[TRY IT] For each entry, repeat the text exactly and omit any picture it holds.

:::::

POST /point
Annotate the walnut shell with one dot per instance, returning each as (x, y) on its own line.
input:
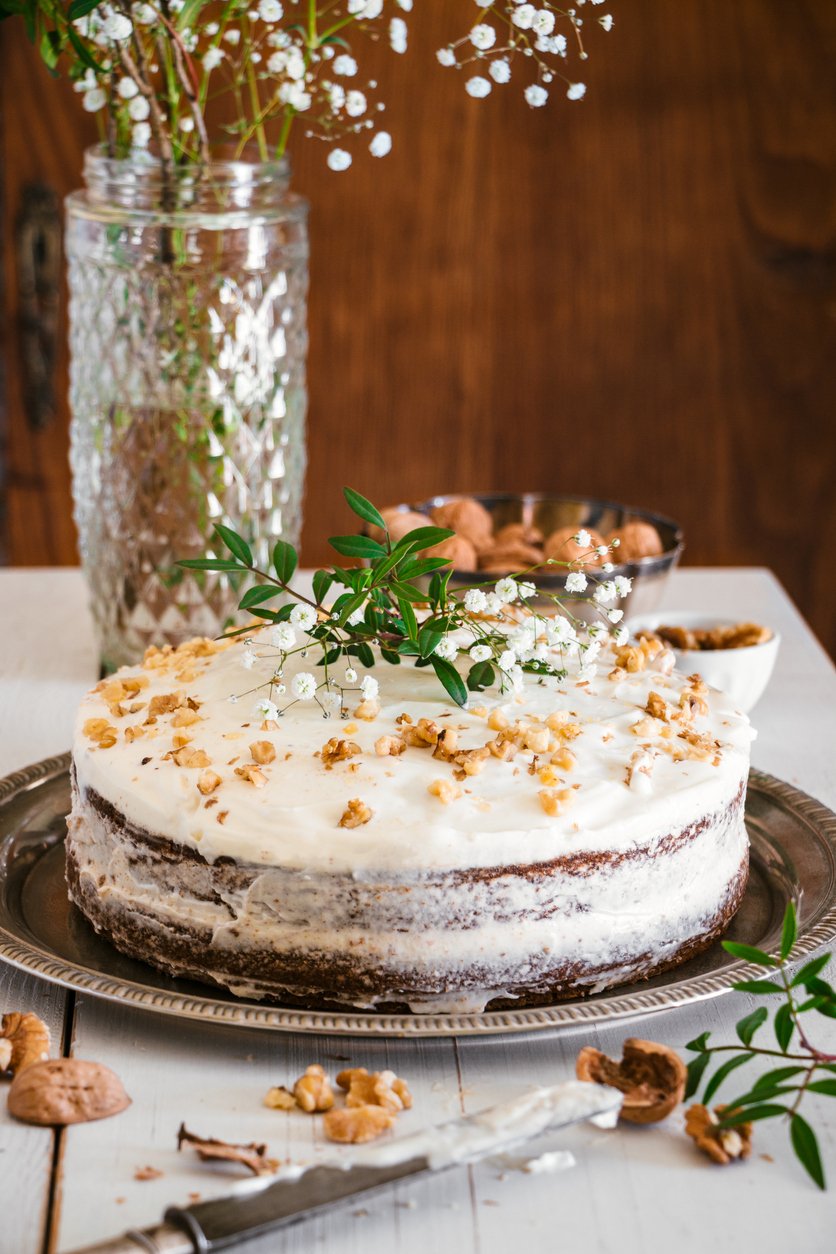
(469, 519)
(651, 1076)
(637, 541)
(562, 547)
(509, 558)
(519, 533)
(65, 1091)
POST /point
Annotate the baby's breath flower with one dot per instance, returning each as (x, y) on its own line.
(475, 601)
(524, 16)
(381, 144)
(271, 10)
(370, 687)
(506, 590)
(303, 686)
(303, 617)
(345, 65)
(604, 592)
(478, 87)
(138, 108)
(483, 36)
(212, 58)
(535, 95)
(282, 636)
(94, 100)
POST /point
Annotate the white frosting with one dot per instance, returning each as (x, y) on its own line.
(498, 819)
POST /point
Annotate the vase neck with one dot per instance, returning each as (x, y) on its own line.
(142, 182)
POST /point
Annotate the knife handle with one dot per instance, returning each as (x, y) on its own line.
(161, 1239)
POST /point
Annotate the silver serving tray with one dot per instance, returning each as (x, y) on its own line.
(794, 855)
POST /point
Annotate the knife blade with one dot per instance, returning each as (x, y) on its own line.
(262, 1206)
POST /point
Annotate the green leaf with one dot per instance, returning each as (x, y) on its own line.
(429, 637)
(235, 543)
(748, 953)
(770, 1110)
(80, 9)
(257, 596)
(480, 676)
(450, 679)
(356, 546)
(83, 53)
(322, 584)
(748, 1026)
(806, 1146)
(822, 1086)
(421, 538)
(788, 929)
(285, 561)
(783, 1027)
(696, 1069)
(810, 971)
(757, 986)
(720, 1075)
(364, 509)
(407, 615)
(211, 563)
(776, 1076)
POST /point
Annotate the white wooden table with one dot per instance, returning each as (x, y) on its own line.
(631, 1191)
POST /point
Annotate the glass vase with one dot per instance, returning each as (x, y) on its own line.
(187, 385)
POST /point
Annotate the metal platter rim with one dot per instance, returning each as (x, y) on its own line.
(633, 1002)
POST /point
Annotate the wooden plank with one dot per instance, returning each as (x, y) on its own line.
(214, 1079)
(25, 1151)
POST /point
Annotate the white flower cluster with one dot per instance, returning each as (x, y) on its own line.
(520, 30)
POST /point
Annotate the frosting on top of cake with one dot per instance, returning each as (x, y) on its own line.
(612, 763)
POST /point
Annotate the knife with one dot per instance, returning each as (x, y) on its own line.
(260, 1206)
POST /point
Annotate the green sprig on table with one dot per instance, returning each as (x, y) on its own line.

:::::

[SOLVED PROBLEM]
POST /point
Annotate the walnut shell with one dot per instance, returning each as (x, y) on its own line.
input:
(469, 519)
(651, 1076)
(637, 541)
(562, 547)
(509, 558)
(519, 533)
(65, 1091)
POST /point
Annotate the baby's breath flower with one dot per instance, returning each as (x, y) on its own line.
(475, 601)
(524, 16)
(381, 144)
(271, 10)
(370, 687)
(506, 590)
(303, 686)
(303, 617)
(345, 65)
(604, 592)
(478, 87)
(138, 108)
(483, 36)
(212, 58)
(535, 95)
(282, 636)
(94, 100)
POST /point
Annotate the white frosting with one dot per instance, returning each as (x, y) on its own line.
(498, 819)
POST /point
Annotate the vase neck with one dot per instance, returning each as (x, y) on its own line.
(142, 182)
POST /point
Annotate the knife handle with one dot per instance, returning each as (x, y) on its own line.
(161, 1239)
POST /point
Annotate the silver serving tray with one dot per instance, returning each as (x, y) on its own line.
(794, 855)
POST /point
Annotate the knife blade with one dot per instance, returning each as (x, y) on its own line.
(262, 1206)
POST /point
Annotate the green leaf with one dot per instance, returning each as (x, y) on its own line.
(429, 637)
(235, 543)
(748, 953)
(770, 1110)
(80, 9)
(257, 596)
(480, 676)
(450, 679)
(356, 546)
(83, 53)
(322, 584)
(748, 1026)
(806, 1146)
(822, 1086)
(421, 538)
(788, 929)
(285, 561)
(783, 1027)
(696, 1069)
(810, 971)
(757, 986)
(720, 1075)
(364, 509)
(407, 615)
(211, 563)
(776, 1076)
POST /point
Annotate the white wooden table with one dot per instance, returning each as (x, y) on its own line.
(631, 1191)
POST /point
Annotate the glass vase with one dot per instance, returning each as (x, y) on its own line.
(187, 385)
POST /point
Annotate the metal platter rim with one dot per instance, returning each as (x, y) on its own line.
(633, 1002)
POST /point
Annotate the wooden plank with one dot per instance, returning each as (x, y) on its own line.
(214, 1079)
(25, 1151)
POST /point
Annotate the white flower cluster with one dot per instance, returning each as (x, y) on its own line.
(520, 30)
POST /point
Annotate the frosting on top of cake with one dot per instance, returning each as (x, y) on its own line.
(612, 763)
POST /point
Annotate the knife with one dot per instance, returning each as (x, y) on its own line.
(260, 1206)
POST /point
Annotate the green sprig on table with one dot per instance, returning each as (x, y) on its own line.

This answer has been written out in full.